**ABOUT THIS TASK:**
Print every entry, word for word, and skip the images.

(SUPPLIED MATERIAL)

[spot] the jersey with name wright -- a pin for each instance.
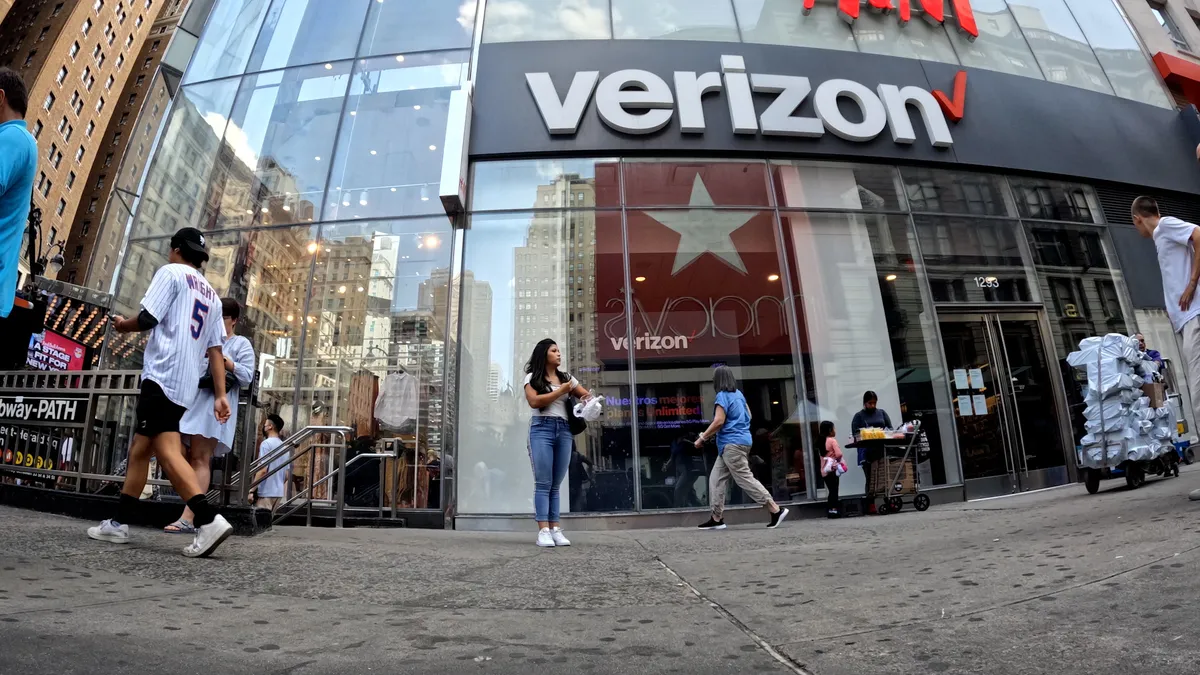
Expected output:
(189, 314)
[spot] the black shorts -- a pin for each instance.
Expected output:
(156, 413)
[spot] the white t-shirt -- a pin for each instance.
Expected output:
(275, 484)
(558, 408)
(1173, 240)
(189, 314)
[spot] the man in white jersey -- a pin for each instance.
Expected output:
(1179, 260)
(183, 314)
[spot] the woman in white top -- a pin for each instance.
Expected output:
(550, 437)
(203, 435)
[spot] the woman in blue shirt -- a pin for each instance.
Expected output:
(731, 425)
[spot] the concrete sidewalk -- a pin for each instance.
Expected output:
(1056, 580)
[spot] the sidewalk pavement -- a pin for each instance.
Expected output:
(1050, 581)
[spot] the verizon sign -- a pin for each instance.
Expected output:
(639, 102)
(933, 10)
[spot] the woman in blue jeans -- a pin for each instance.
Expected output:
(549, 390)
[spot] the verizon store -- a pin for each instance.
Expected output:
(829, 204)
(928, 202)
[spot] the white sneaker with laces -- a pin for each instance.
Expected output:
(559, 538)
(111, 531)
(209, 537)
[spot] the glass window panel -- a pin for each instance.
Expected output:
(389, 149)
(688, 316)
(307, 31)
(954, 192)
(228, 39)
(1059, 43)
(856, 279)
(783, 23)
(419, 25)
(675, 19)
(545, 184)
(666, 183)
(277, 147)
(835, 185)
(378, 314)
(883, 34)
(1051, 199)
(517, 288)
(522, 21)
(1119, 52)
(1000, 46)
(178, 180)
(975, 261)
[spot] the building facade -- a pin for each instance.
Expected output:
(77, 59)
(929, 202)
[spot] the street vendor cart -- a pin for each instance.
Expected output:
(893, 458)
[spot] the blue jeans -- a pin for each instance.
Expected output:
(550, 451)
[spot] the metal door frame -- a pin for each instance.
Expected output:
(991, 316)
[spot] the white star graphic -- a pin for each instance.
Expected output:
(705, 230)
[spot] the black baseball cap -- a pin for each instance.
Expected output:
(191, 243)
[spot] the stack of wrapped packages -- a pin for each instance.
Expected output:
(1121, 425)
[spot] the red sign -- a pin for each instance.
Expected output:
(934, 11)
(706, 281)
(52, 351)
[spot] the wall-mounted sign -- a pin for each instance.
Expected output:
(640, 102)
(933, 10)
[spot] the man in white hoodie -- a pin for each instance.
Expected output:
(1179, 261)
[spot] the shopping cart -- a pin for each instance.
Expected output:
(894, 475)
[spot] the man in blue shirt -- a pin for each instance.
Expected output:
(18, 162)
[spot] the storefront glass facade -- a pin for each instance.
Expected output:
(816, 281)
(307, 141)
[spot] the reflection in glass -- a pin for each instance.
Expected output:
(675, 19)
(528, 276)
(389, 149)
(298, 33)
(522, 21)
(1000, 46)
(856, 280)
(376, 347)
(419, 25)
(1119, 52)
(521, 184)
(771, 22)
(1051, 199)
(954, 192)
(276, 150)
(834, 185)
(228, 39)
(975, 261)
(883, 34)
(178, 179)
(1059, 43)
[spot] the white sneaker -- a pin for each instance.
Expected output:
(209, 537)
(559, 539)
(111, 531)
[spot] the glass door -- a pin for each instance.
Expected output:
(1006, 411)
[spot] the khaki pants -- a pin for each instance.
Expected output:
(1191, 338)
(733, 461)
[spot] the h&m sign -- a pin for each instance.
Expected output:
(639, 102)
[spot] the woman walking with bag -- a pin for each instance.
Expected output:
(549, 392)
(204, 437)
(731, 425)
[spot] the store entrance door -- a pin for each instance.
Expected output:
(1006, 402)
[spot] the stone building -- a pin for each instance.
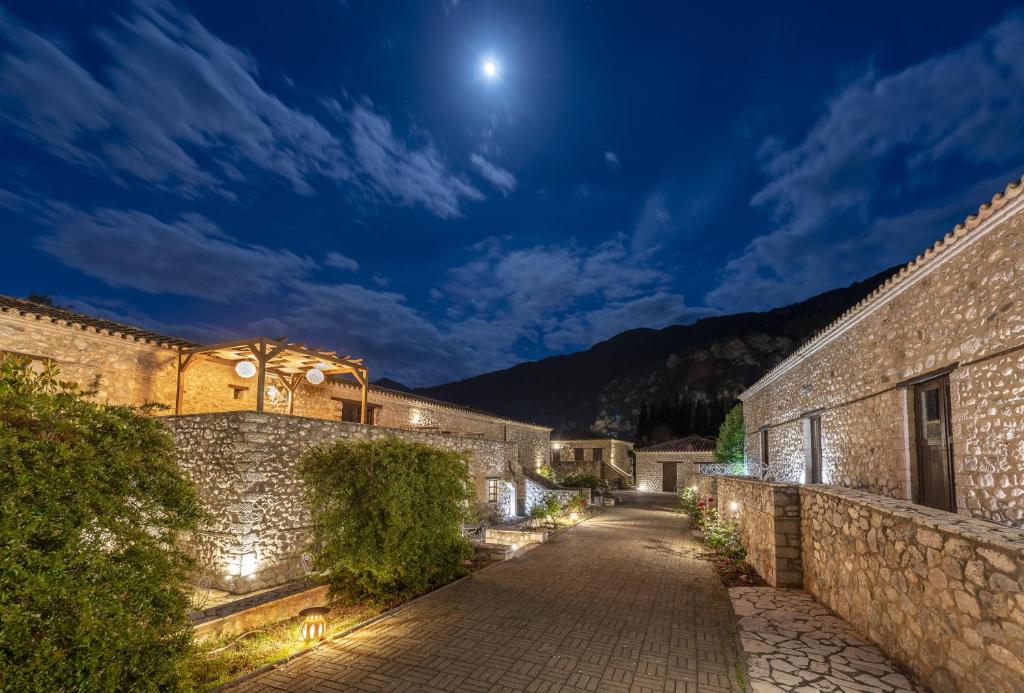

(End SUPPLIED MATERIAL)

**OUTPUT BELOW:**
[spot] the jersey with name wright -- a pin for each instance.
Expected output:
(189, 314)
[spot] the black shorts -- a pin for each instance.
Expected output:
(156, 413)
[spot] the white t-shirt -- a pin for each instance.
Expected output:
(275, 484)
(558, 408)
(1173, 240)
(189, 314)
[spot] the man in white jersey -- a pin for each instance.
Expected output:
(1179, 260)
(183, 314)
[spot] the woman in white top -- a pin for each instance.
Expected output:
(550, 437)
(203, 435)
[spot] the woman in blue shirt -- a pin for each instance.
Expected output:
(731, 425)
[spot] the concrete sidewalk -- a pin for each instance.
Expected output:
(1056, 580)
[spot] the sidewalk pavement -- a pin for each instance.
Expected output:
(1050, 581)
[spot] the verizon sign -- a pin for each instance.
Expected output:
(639, 102)
(933, 10)
[spot] the woman in blue jeans -- a pin for each instance.
Expected output:
(549, 390)
[spot] the verizon store -- a pin for each instance.
Expected output:
(829, 204)
(928, 202)
[spot] the white sneaker with laces -- a pin for each instance.
Expected output:
(559, 538)
(111, 531)
(209, 537)
[spot] the glass window panel -- a pin for each instance.
Expected output:
(389, 149)
(688, 316)
(307, 31)
(954, 192)
(228, 39)
(1059, 43)
(856, 279)
(783, 23)
(419, 25)
(675, 19)
(545, 184)
(666, 183)
(277, 147)
(835, 185)
(378, 314)
(883, 34)
(1051, 199)
(517, 288)
(522, 21)
(1119, 52)
(1000, 46)
(178, 180)
(975, 261)
[spot] the building facade -- a pin for each instance.
Expected output:
(77, 59)
(929, 202)
[spot] the street vendor cart -- a pin for each instance.
Expected output:
(893, 458)
[spot] the blue jeans -- a pin for each instance.
Expected output:
(550, 451)
[spot] the metal door frame -- a pin for each instance.
Expected output:
(991, 316)
[spot] the white star graphic -- a pin for each instance.
Expected output:
(705, 230)
[spot] the black baseball cap -- a pin for each instance.
Expected output:
(191, 243)
[spot] the stack of wrapped packages -- a pin for each instance.
Expected output:
(1121, 425)
[spot] the red sign -- a pin for each instance.
Expected output:
(934, 11)
(706, 281)
(52, 351)
[spot] the wall-mounted sign -- a pin for each instance.
Expected output:
(640, 102)
(933, 10)
[spot] the man in white hoodie -- a pin for each instance.
Expected output:
(1179, 261)
[spot] the shopping cart -- a pin for each instance.
Expected output:
(894, 475)
[spot] the man in blue shirt -- a pin for each instance.
Expected output:
(18, 162)
[spot] the storefront glass facade -- a pin for each instance.
Expected output:
(816, 281)
(307, 141)
[spot] the reflection in glass -- a pin for each instance.
Expected output:
(675, 19)
(528, 276)
(389, 149)
(298, 33)
(522, 21)
(1000, 46)
(856, 280)
(376, 347)
(419, 25)
(1119, 52)
(521, 184)
(771, 22)
(1051, 199)
(954, 192)
(276, 150)
(834, 185)
(228, 39)
(975, 261)
(883, 34)
(178, 179)
(1059, 43)
[spot] the white sneaker -- a pin for each instance.
Expected output:
(209, 537)
(559, 539)
(111, 531)
[spot] the glass door -- a pin for each instance.
Expected output:
(1006, 411)
[spot] the khaki pants -- a pin for each instance.
Expected output:
(1191, 338)
(733, 461)
[spot] the h&m sign -- a pin for each instance.
Expected output:
(639, 102)
[spot] the woman walking with bag -- a pin for each instance.
Expected output:
(549, 392)
(204, 437)
(731, 425)
[spot] the store entrance door -- a pin for each instance.
Expected output:
(1006, 402)
[spot] the stone building -- a pin for each instance.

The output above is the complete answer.